[Raw records]
>>>

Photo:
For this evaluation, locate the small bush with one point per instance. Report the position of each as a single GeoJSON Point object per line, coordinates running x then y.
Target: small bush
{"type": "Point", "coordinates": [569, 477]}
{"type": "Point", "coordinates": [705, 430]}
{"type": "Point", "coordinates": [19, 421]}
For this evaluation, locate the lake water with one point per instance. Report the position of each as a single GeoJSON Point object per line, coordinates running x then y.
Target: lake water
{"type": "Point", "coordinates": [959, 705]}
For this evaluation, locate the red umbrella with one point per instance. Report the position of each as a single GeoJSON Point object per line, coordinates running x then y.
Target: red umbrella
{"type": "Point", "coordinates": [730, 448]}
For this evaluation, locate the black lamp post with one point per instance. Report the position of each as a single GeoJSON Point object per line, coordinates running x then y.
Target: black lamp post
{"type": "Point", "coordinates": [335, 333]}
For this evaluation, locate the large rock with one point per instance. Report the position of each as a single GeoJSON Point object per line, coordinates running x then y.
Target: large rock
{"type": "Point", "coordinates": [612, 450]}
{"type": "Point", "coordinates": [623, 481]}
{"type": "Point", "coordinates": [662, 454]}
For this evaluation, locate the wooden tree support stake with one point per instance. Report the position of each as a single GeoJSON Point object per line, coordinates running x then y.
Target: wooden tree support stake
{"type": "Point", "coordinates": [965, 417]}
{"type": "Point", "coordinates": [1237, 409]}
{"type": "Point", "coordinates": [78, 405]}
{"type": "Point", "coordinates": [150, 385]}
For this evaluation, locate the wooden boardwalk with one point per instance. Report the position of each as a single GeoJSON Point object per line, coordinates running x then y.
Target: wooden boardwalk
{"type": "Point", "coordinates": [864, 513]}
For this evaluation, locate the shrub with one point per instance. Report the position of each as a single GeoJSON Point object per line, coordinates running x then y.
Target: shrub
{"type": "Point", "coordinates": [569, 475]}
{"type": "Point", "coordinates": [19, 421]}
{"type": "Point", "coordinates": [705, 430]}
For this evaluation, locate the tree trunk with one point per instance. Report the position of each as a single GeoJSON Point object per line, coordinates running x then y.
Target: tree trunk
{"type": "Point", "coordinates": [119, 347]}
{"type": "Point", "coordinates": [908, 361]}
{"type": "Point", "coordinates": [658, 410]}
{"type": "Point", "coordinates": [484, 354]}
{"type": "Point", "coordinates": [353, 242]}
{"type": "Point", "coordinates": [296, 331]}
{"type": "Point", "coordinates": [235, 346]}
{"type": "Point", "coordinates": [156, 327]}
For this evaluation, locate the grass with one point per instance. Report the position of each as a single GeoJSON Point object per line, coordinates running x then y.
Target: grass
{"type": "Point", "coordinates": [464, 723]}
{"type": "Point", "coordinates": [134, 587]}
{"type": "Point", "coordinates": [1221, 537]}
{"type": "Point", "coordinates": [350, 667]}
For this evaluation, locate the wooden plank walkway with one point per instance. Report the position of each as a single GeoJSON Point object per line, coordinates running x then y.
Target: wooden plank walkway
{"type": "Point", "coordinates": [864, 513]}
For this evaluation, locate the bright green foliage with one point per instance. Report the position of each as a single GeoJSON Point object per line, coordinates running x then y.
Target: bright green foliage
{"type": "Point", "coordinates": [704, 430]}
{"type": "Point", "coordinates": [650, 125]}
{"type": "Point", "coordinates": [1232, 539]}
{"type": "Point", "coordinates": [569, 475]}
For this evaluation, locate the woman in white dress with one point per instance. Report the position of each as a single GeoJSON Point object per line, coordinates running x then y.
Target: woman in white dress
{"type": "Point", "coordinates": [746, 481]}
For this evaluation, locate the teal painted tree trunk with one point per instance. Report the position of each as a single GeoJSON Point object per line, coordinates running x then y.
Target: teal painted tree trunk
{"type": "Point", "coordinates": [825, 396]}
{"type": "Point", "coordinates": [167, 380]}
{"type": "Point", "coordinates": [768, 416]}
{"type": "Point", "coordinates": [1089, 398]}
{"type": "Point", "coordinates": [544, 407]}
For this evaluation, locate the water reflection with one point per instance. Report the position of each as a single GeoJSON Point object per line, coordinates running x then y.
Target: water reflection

<<<

Given problem ▸ Please format the rows above, from the line containing "For this evaluation, locate the water" through the end of the rows, as a JSON list of strings with one string per line and blank lines left out.

Solution for this exercise ▸
[
  "For this evaluation, locate the water reflection with one point per instance. Report the position of each as a single GeoJSON Point object per line, coordinates running x then y.",
  "Target: water reflection"
]